§ Set exercise a
Substitute "iron railing" for "metal fence" in the listing lines starting with the line that contains "find the white sneaker in the photo above" and going on through the end of the listing. Return those lines with nothing else changed.

§ Text segment

Pressure-velocity coupling is coordinated via the Pressure Implicit with the Splitting of

Operators (PISO) scheme with skewness and neighbor corrections. A Green-Gauss node-based

gradient method is used for discretizing derivatives and is more rigorous than a simple

arithmetical grid cell center average. The pressure field is treated with a body-force weighted

approach to assist with body force numerics for all simulations, except case A12 which

employed the PREssure STaggering Option (PRESTO!) scheme. PRESTO! uses mass balances

to obtain face pressures, instead of a traditional second-order upwinding scheme, which

incorporates geometric interpolation to obtain face pressures from cell-centered pressures. This

could be beneficial in areas of high pressure or volume fraction gradient, but has been found

from internal testing to be substantially more numerically stiff. Second-order upwinding is used

for advection terms, and first-order upwinding is used for turbulence quantities which are

dominated by source terms. The QUICK scheme, which is formally higher than 2nd order

accuracy on structured meshes, was used on the advection terms for A12. Details for the

14

discretization schemes can be found in Strasser [55] and in ANSYS [32]. The transient term is

also discretized using first-order upwinding, but this is an ANSYS limitation. It can be noted,

however, that with very small timesteps, this should not pose any numerical problems; each time

step represented only about 1/10,000th of a normal spray pulsing event. Among those who have

successfully used similar numerical considerations (geometric reconstruction, PISO, and

QUICK) for liquid break-up VOF studies is Ng and Sallam [56]. Two total variation

diminishing (TVD) slope limiters (not to be confused with flux limiters) are considered for the

second order advection schemes. The typical is the “standard” approach from Barth and

Jespersen [57], but the “multidimensional” method (more rigorous and less diffusive) of Kim et

al. [58] is investigated for A14. The advantages of this scheme are discussed more in Poe and

Walters [59].

§ Set exercise b
Proceed with the passage on discretization schemes from the point where it stops.

§ Source material
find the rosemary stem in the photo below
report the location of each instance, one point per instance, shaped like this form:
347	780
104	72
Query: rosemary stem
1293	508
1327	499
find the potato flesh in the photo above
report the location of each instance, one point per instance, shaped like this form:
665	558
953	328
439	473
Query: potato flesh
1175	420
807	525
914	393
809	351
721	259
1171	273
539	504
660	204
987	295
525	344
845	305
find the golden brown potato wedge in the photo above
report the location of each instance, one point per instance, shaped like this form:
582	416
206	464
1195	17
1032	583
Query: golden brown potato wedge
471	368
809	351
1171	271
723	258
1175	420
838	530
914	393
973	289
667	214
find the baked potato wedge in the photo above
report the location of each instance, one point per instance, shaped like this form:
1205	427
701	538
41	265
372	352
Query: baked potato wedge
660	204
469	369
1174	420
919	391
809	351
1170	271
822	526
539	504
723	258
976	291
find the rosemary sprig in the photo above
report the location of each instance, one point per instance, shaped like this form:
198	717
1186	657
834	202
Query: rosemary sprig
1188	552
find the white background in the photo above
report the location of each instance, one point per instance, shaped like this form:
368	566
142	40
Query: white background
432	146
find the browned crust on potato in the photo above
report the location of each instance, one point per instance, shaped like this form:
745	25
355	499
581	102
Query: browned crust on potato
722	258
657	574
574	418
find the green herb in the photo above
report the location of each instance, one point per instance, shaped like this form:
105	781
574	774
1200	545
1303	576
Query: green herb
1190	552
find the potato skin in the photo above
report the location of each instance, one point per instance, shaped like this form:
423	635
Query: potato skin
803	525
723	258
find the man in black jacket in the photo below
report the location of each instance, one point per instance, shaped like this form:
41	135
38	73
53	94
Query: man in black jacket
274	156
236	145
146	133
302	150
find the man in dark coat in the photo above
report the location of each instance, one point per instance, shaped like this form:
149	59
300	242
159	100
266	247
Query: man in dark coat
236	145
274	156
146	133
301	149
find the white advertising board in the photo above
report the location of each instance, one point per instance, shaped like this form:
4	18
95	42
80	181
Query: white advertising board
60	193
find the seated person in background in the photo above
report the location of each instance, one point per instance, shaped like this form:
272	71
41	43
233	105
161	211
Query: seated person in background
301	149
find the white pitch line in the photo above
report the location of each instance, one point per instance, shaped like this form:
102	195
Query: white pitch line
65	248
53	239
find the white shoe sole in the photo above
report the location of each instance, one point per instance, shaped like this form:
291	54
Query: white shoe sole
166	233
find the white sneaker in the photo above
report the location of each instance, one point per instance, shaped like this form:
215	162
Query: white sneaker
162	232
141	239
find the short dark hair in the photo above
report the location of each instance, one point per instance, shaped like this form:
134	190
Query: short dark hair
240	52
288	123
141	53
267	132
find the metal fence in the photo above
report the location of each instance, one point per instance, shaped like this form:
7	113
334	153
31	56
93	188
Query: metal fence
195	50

§ Final result a
find the white sneaker in the photo above
report the location of each instance, one point per instance, shaped like this form:
215	162
Query: white sneaker
162	232
141	239
find the short dark hair in the photo above
report the location of each instance, one point per instance, shaped like this form:
134	190
Query: short dark hair
240	52
288	123
141	53
267	132
find the iron railing in the photo above
report the location of each instance, one point per instance, shaped like this form:
7	113
334	153
31	56
93	188
Query: iron railing
195	50

§ Final result b
Convergence and time-averaging were discussed in detail in Strasser [10] but it will be

repeated here that a typical time step of 5.0x10-7 seconds with 10 inner loops was required for the

residuals to stop changing significantly with additional inner loop steps. Typical globally

averaged CN based on fluid velocity remained below 0.5 throughout the simulations. In fact,

there are various bases for quantifying CN according to Menter [60], most of which are less

conservative for this gas-liquid interface-driven system. For case A9, however, a CN of 1.5 was

tested. Additionally, it can be noted that the maximum capillary time-step size from Brackbill et

al. [29] is 2 to 4 orders larger than what is used in these simulations. Total simulation time

includes reaching quasi-steady behavior (as shown in [10]) and then time-averaging data

collection. Sufficient data had to be collected to produce clean time-averages, which

necessitated many convective time (CT) scales. A CT is the length of time it takes for the fastest

droplets to travel through the modeled domain downstream of the nozzle. A typical simulation

15

time for AS models is approximately one week on 4 Intel Xeon X5690 processor cores for the

1000 CT required for the spray angle measure to stabilize.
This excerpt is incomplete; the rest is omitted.